To do: Search the listing below for lines containing the string "green". Reply with their count only.

Information shown:

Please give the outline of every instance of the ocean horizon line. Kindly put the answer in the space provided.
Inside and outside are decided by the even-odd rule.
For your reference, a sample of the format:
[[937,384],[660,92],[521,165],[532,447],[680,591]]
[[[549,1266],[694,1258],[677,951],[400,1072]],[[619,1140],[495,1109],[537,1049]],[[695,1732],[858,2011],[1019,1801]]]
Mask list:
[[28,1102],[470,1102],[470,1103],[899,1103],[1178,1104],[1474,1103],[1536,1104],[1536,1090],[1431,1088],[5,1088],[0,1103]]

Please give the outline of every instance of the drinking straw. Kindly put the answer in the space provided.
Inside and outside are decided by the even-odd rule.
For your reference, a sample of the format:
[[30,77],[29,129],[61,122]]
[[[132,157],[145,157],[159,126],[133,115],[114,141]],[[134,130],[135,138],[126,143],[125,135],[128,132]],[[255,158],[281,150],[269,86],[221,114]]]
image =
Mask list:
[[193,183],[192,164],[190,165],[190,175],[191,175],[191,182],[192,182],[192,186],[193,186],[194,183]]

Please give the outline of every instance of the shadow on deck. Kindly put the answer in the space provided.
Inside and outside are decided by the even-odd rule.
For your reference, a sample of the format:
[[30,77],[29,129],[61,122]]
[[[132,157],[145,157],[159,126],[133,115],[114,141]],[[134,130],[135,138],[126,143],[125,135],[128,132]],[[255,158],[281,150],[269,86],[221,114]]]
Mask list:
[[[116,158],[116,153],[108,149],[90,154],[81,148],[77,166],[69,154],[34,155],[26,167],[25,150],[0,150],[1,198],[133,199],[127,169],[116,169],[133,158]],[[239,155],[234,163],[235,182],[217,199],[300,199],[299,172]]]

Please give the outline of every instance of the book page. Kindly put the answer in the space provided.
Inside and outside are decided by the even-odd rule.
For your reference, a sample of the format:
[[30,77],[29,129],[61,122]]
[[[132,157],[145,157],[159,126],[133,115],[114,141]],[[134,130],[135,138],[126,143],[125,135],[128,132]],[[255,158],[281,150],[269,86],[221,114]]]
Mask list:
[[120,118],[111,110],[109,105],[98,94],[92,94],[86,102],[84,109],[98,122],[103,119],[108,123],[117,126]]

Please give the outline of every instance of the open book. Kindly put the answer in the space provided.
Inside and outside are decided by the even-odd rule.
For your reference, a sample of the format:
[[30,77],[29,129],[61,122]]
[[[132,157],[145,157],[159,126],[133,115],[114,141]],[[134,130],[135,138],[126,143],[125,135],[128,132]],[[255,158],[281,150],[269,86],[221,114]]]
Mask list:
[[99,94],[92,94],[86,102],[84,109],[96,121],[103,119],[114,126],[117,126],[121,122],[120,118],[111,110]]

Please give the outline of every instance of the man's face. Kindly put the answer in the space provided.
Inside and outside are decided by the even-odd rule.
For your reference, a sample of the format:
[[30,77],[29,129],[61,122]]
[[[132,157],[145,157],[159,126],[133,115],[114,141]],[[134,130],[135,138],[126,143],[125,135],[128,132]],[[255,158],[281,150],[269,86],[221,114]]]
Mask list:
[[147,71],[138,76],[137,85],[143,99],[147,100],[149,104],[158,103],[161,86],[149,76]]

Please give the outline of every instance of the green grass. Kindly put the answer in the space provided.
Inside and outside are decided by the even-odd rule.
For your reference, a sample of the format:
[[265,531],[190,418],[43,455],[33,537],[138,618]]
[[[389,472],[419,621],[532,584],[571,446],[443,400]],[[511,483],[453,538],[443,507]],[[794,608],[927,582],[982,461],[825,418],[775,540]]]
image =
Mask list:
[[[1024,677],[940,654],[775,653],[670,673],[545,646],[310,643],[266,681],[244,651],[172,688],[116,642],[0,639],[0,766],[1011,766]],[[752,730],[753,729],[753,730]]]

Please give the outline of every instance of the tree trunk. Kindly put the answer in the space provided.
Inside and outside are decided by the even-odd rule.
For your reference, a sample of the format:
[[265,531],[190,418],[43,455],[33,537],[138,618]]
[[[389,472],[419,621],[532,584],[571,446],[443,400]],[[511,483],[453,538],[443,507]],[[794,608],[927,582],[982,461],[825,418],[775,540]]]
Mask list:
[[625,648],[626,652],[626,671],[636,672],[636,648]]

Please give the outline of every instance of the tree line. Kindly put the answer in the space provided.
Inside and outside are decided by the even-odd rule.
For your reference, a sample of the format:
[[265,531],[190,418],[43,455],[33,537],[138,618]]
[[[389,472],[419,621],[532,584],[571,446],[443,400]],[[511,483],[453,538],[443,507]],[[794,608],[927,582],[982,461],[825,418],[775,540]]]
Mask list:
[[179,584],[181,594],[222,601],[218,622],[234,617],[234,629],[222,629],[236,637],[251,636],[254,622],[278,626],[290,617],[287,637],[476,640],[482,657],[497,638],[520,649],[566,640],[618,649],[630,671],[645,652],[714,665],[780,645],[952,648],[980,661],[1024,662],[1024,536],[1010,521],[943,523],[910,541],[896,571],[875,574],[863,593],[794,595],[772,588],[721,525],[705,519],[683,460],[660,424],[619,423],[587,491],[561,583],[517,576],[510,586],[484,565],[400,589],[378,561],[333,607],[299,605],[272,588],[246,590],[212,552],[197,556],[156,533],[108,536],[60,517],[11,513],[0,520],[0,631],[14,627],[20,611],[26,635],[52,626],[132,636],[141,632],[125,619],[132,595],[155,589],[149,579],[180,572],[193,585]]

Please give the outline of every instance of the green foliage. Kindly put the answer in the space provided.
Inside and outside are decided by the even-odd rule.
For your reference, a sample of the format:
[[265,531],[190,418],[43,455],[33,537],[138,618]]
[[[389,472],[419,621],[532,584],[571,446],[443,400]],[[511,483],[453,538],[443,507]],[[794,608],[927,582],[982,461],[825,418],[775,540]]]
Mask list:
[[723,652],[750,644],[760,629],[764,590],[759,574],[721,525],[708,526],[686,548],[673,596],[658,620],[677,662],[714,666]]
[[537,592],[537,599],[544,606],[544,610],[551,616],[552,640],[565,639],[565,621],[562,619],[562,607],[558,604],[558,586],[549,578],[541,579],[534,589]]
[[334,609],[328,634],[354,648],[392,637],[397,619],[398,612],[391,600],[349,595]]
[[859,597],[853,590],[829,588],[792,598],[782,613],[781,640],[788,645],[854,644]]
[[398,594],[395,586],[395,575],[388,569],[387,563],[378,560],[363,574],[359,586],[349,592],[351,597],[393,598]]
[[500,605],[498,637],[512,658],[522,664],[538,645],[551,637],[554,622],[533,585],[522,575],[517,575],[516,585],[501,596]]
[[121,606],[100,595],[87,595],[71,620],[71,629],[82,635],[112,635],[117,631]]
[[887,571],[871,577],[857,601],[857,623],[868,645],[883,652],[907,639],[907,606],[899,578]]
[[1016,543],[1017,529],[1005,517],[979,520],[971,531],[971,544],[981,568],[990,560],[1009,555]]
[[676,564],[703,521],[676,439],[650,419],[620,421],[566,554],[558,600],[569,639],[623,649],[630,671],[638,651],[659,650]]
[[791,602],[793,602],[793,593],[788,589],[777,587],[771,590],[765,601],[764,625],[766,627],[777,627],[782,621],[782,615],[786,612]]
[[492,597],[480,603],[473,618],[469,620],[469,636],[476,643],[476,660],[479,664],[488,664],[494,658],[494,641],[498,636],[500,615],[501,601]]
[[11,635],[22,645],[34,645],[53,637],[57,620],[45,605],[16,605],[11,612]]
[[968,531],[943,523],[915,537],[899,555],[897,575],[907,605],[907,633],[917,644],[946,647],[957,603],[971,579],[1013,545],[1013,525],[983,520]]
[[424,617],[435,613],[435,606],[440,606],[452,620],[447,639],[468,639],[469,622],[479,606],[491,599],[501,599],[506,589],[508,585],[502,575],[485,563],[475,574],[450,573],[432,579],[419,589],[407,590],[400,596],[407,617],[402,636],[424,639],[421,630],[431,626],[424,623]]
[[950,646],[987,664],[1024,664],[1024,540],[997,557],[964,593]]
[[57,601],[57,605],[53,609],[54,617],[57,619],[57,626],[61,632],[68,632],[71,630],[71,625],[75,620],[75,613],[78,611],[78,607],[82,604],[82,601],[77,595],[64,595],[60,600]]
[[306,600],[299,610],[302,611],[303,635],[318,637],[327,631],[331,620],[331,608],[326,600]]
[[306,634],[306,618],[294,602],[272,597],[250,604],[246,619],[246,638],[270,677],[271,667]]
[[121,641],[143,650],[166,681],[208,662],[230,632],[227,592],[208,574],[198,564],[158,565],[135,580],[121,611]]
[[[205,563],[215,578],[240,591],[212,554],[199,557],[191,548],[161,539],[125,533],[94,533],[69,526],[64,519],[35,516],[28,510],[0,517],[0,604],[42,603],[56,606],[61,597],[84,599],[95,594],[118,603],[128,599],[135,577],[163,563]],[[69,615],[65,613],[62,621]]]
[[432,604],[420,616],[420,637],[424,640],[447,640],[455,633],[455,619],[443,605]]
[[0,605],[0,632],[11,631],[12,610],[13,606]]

Exercise result: 2